I call out Stealth Cables and Apology to Cable Deniers....

And let's be honest, the deaf cable deniers aren't even capable / willing to believe their own ears on a system in front of them, so there is nothing they would ever believe on Youtube. So any argument they claim otherwise we all know is not true.

Why are you so obsessed with people skeptical about certain claims in high end audio, like ultra expensive cables? So upset that you need to insult them as being "deaf?"

Chill.

You should be able to practice the hobby any way you wish, believe on any grounds you want. I totally support that. But someone like me is just giving my own reasons for skepticism, my own opinion, and you really should be able to handle that without cheap insults. It's ok for people to have different opinions...don't you remember saying that?

Literally God himself could come down and confirm cables make a difference - like everyone with a resolving (note NOT expensive) system will attest to and they still wouldn't believe.

There does seem to be some resemblance to religion going on ;-)

And, of course, you are wrong about the position of a skeptic. You've got things in reverse.

The person seeking objective evidence is actually open to changing his mind. "I have my doubts that there is a sonic difference between cable A and cable B, but HERE is what could change my mind...(measurable difference in the plausibly audible range, people passing blind tests...).

The skeptic holds to falsifiable positions. That's how disagreements can actually be settled one way or another. (Basically, it's a scientific mindset).

The purely subjective-oriented audiophile is actually more dogmatic. Why? Because it's a position of My Ears Are Right And THAT's THAT!

Just like we see in this thread.

This is the Golden Ear position: I know what I hear, and if you can't hear it that's a problem with your hearing.

TO BE DONE >> Write the next part of the forum post on audio cable skepticism, starting after its last sentence.

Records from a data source
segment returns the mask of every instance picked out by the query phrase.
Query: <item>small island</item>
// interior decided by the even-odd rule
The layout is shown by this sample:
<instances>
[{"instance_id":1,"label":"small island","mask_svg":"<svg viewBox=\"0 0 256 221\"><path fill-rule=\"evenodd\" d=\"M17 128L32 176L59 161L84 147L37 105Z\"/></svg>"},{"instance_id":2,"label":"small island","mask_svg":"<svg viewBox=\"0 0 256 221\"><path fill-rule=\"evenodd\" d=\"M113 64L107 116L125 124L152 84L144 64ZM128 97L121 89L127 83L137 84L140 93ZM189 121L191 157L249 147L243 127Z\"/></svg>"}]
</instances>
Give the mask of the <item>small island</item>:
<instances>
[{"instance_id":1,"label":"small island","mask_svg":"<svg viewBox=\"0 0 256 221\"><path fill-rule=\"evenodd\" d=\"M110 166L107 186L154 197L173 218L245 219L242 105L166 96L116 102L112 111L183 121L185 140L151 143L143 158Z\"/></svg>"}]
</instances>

TASK RESULT >>
Can the Golden Ear position be falsified by measurements?

No. The Golden Ear rejects measurements in favor of What I Know I Hear.

Can the Golden Ear position be falsified by blind testing?

No. The Golden Ear won't put his claims to such testing.

So, the Golden Ear maintains a dogmatic, unfalsifiable position.

It can't even be falsified by his own method - "just using your ears." Why not? Because if a Golden Ear says "I hear a difference between these cables" and someone else listens and reports "actually, there is no audible difference" the Golden Ear will just say "Well, too bad for you; that just shows you don't have hearing as good as mine."

From which comes the "cable deniers are deaf" insults we see in threads like this.

So, it's always ironic to see skeptics cast as the close-minded ones, when it's actually more like the other way around.

(And all the above will likely be ignored, because "why read stuff that conflicts with my beliefs?")
 
' Placebo Effect, Expectation Bias, Psychoacoustics' , an understanding of these three and an acceptance of their influence is what is paramount to anyone with reasonable, cognitive behavior................ :D
 
So in other words, you would buy something because it measures fantastic whether you can hear a difference or not? And if you can hear the difference, along with the measurements than others can hear differences also.

Cheers

Thanks for the question Shadowfax!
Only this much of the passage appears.